Problem to solve:
Can you retype every record below exactly as written?

------ Records to process

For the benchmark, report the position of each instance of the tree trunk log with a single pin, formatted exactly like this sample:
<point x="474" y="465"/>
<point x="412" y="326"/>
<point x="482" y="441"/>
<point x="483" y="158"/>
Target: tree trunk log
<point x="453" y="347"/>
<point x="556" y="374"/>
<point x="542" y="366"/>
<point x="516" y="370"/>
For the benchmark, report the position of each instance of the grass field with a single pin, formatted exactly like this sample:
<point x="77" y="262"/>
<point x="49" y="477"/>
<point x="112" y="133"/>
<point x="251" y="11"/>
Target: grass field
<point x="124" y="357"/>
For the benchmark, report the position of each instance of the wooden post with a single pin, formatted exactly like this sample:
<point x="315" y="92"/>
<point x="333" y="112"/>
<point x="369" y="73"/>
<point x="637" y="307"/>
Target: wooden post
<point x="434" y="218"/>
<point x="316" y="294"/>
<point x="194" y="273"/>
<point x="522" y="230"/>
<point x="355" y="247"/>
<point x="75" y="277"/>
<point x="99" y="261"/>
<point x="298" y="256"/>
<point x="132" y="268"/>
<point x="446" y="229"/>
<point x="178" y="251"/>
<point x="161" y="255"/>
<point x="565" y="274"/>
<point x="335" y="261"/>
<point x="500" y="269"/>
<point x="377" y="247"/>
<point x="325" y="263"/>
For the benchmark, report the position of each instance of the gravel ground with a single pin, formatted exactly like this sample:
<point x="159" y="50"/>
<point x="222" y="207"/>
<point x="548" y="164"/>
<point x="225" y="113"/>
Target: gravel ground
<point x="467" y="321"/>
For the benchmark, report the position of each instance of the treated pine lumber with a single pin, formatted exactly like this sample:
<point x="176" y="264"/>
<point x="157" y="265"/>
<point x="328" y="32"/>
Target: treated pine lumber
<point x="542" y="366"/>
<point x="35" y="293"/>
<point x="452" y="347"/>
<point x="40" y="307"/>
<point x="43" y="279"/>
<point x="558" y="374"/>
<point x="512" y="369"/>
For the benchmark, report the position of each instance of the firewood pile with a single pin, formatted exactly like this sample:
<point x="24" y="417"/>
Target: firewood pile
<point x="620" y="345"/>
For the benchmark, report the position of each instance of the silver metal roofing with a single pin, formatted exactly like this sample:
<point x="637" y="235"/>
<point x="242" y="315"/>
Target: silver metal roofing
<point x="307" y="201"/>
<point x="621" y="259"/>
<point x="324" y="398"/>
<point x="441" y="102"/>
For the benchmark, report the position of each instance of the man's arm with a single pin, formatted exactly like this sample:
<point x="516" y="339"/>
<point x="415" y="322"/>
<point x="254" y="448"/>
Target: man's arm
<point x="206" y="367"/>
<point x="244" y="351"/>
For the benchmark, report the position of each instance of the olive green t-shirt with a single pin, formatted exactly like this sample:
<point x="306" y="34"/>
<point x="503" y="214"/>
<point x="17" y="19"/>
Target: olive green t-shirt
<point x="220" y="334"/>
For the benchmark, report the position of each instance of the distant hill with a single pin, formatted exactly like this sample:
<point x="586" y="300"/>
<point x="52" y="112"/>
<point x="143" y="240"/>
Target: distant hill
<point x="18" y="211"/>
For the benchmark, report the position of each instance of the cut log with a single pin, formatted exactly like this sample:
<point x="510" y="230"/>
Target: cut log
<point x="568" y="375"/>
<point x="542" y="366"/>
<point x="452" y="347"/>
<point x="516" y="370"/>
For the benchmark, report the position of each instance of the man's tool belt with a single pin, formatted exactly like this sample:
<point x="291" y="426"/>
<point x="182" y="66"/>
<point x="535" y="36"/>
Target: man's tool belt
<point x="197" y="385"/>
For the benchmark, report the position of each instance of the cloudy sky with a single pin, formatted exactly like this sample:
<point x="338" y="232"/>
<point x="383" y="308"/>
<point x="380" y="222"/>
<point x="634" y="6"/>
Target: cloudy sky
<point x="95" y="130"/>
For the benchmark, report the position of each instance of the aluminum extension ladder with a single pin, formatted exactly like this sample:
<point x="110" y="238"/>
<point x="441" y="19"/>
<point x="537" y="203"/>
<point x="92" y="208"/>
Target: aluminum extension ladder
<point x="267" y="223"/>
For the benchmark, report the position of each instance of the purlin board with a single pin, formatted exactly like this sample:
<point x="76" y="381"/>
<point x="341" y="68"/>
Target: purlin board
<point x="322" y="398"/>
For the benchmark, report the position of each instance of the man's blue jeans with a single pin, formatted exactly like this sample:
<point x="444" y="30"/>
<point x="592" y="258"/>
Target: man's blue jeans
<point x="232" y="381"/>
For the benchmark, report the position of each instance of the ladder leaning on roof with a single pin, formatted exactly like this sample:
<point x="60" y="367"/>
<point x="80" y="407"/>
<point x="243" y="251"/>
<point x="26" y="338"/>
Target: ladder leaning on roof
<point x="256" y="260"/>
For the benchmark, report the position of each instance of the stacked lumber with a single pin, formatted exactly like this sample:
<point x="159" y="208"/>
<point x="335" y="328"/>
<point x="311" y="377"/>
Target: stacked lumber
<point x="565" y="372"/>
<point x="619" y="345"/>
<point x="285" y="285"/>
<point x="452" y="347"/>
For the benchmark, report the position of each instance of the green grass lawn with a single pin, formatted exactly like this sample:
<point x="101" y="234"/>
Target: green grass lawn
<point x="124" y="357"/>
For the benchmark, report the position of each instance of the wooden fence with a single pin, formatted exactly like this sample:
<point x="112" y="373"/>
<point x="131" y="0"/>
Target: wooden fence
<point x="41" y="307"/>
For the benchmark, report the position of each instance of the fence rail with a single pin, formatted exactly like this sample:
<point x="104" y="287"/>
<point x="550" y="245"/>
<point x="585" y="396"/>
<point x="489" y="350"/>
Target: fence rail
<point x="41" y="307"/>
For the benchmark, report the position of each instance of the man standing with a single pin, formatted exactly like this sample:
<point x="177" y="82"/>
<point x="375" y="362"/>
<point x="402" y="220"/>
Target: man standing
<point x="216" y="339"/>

------------

Response:
For the benchmark, report the position of each instance of the tree trunk log with a single pin, formatted exactly like this sample:
<point x="474" y="465"/>
<point x="412" y="326"/>
<point x="482" y="441"/>
<point x="483" y="158"/>
Target: tree trunk log
<point x="453" y="347"/>
<point x="556" y="374"/>
<point x="542" y="366"/>
<point x="516" y="370"/>
For the benchmark, report the position of each instance of the grass field with a single pin, formatted exactly like this sample:
<point x="77" y="262"/>
<point x="49" y="477"/>
<point x="112" y="133"/>
<point x="251" y="11"/>
Target: grass field
<point x="124" y="357"/>
For the benchmark, report the position of each instance of the wooden post with a single pin, formatted exactly like this sample:
<point x="315" y="92"/>
<point x="333" y="112"/>
<point x="369" y="73"/>
<point x="637" y="307"/>
Target: wooden post
<point x="434" y="218"/>
<point x="316" y="294"/>
<point x="194" y="273"/>
<point x="522" y="230"/>
<point x="355" y="247"/>
<point x="75" y="277"/>
<point x="99" y="261"/>
<point x="298" y="256"/>
<point x="132" y="268"/>
<point x="446" y="229"/>
<point x="178" y="251"/>
<point x="161" y="255"/>
<point x="565" y="274"/>
<point x="335" y="261"/>
<point x="500" y="269"/>
<point x="377" y="247"/>
<point x="325" y="263"/>
For the benchmark, report the position of each instance of the gravel ground with a single pin, formatted exactly like this sample:
<point x="159" y="50"/>
<point x="222" y="207"/>
<point x="548" y="164"/>
<point x="225" y="113"/>
Target: gravel ground
<point x="467" y="321"/>
For the benchmark, report the position of each instance of the treated pine lumber with a single pin, formatted exactly like this sample:
<point x="176" y="264"/>
<point x="157" y="265"/>
<point x="328" y="32"/>
Target: treated pine lumber
<point x="542" y="366"/>
<point x="35" y="293"/>
<point x="452" y="347"/>
<point x="40" y="307"/>
<point x="43" y="279"/>
<point x="558" y="374"/>
<point x="512" y="369"/>
For the benchmark, report the position of each instance of the firewood pile with a single pin, formatted exactly like this sample:
<point x="24" y="417"/>
Target: firewood pile
<point x="620" y="345"/>
For the benchmark, report the position of each instance of the silver metal roofing with a single pin, formatted exactly like this sample:
<point x="637" y="235"/>
<point x="242" y="315"/>
Target: silver metal roofing
<point x="307" y="201"/>
<point x="621" y="259"/>
<point x="324" y="398"/>
<point x="441" y="102"/>
For the benchmark, report the position of each instance of the man's arm with a single pin, formatted exactly like this sample:
<point x="516" y="339"/>
<point x="415" y="322"/>
<point x="254" y="448"/>
Target: man's arm
<point x="206" y="367"/>
<point x="244" y="351"/>
For the benchmark, report the position of each instance of the olive green t-shirt with a single pin, formatted exactly like this sample:
<point x="306" y="34"/>
<point x="503" y="214"/>
<point x="17" y="19"/>
Target: olive green t-shirt
<point x="220" y="334"/>
For the benchmark, report the position of each instance of the distant hill with a single pin, formatted exactly like this sample:
<point x="586" y="300"/>
<point x="52" y="112"/>
<point x="143" y="240"/>
Target: distant hill
<point x="18" y="211"/>
For the benchmark, report the position of each instance of the cut log with a single pin, formatted exactly like this sample:
<point x="510" y="230"/>
Target: cut log
<point x="568" y="375"/>
<point x="542" y="366"/>
<point x="452" y="347"/>
<point x="516" y="370"/>
For the benchmark, report the position of each instance of the man's tool belt with a single pin, formatted exactly like this sample:
<point x="291" y="426"/>
<point x="182" y="66"/>
<point x="535" y="36"/>
Target: man's tool belt
<point x="197" y="385"/>
For the benchmark, report the position of each instance of the cloudy sky with a single pin, formatted exactly like this sample:
<point x="338" y="232"/>
<point x="383" y="308"/>
<point x="380" y="222"/>
<point x="634" y="6"/>
Target: cloudy sky
<point x="95" y="130"/>
For the benchmark, report the position of each instance of the aluminum extension ladder with a single pin, formatted exactly like this sample:
<point x="110" y="238"/>
<point x="441" y="19"/>
<point x="537" y="203"/>
<point x="92" y="208"/>
Target: aluminum extension ladder
<point x="267" y="223"/>
For the benchmark, report the position of each instance of the purlin board with a single pin, formatted exactly like this sample:
<point x="76" y="381"/>
<point x="341" y="68"/>
Target: purlin board
<point x="322" y="398"/>
For the benchmark, report the position of each instance of the man's blue jeans with a single pin, formatted exactly like this sample:
<point x="444" y="30"/>
<point x="592" y="258"/>
Target: man's blue jeans
<point x="232" y="381"/>
For the benchmark, report the position of each instance of the ladder leaning on roof with a single pin, formatted exactly like this sample:
<point x="60" y="367"/>
<point x="80" y="407"/>
<point x="243" y="251"/>
<point x="26" y="338"/>
Target: ladder leaning on roof
<point x="256" y="260"/>
For the benchmark, report the position of each instance of the stacked lumber with a single pin, formatted exactly like this sample:
<point x="159" y="208"/>
<point x="335" y="328"/>
<point x="311" y="377"/>
Target: stacked lumber
<point x="565" y="372"/>
<point x="619" y="345"/>
<point x="285" y="285"/>
<point x="452" y="347"/>
For the benchmark, report the position of each instance of the green grass lawn with a single pin, formatted exactly like this sample:
<point x="101" y="234"/>
Target: green grass lawn
<point x="124" y="357"/>
For the benchmark, report the position of each instance of the wooden fence with a single pin, formatted exactly like this sample:
<point x="112" y="373"/>
<point x="131" y="0"/>
Target: wooden fence
<point x="41" y="307"/>
For the benchmark, report the position of each instance of the fence rail with a single pin, formatted exactly like this sample:
<point x="104" y="287"/>
<point x="550" y="245"/>
<point x="585" y="396"/>
<point x="489" y="350"/>
Target: fence rail
<point x="41" y="307"/>
For the benchmark, report the position of each instance of the man standing with a single pin, formatted exactly like this sample:
<point x="177" y="82"/>
<point x="375" y="362"/>
<point x="402" y="220"/>
Target: man standing
<point x="216" y="339"/>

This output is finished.